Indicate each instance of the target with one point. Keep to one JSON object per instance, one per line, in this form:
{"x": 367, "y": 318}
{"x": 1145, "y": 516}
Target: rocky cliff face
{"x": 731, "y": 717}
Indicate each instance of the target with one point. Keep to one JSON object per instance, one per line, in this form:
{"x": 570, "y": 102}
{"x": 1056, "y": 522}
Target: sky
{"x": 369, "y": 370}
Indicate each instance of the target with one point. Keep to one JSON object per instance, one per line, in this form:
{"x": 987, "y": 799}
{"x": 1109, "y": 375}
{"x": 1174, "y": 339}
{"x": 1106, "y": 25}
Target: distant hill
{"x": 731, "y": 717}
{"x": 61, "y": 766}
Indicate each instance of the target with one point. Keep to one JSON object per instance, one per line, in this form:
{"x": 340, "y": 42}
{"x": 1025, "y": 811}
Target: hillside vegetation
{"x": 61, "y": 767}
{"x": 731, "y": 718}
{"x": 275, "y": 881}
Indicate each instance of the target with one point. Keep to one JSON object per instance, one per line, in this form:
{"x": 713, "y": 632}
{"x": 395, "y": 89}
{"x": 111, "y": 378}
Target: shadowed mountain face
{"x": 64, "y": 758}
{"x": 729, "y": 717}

_ _ _ _ _ _ _

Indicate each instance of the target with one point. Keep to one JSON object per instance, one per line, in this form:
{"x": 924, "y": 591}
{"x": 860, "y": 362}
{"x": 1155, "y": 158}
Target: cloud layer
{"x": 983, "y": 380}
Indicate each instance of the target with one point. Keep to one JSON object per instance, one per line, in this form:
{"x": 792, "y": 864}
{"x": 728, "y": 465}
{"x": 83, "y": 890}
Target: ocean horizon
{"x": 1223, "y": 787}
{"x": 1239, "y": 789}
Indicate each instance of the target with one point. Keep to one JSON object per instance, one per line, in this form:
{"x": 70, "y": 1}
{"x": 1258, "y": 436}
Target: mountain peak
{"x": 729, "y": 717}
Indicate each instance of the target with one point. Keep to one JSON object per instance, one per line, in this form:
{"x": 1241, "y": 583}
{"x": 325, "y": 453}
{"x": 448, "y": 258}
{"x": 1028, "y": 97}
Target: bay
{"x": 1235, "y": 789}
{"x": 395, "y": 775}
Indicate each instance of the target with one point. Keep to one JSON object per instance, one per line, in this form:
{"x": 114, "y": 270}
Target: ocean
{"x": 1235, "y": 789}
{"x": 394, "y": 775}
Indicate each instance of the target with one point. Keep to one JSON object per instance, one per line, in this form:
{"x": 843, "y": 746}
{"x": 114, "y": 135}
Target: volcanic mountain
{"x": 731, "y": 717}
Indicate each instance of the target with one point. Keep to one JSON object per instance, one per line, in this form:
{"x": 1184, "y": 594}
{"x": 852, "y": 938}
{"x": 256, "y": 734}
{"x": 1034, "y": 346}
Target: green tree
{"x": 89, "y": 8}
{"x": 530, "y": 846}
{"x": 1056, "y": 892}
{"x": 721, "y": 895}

_ _ _ _ _ _ _

- _SHORT EXERCISE_:
Pull out each line of the data above that includes the word "mountain", and copy those lines unchanged.

- _REPLY_:
Target: shadowed mountain face
Target: mountain peak
Target: volcanic mountain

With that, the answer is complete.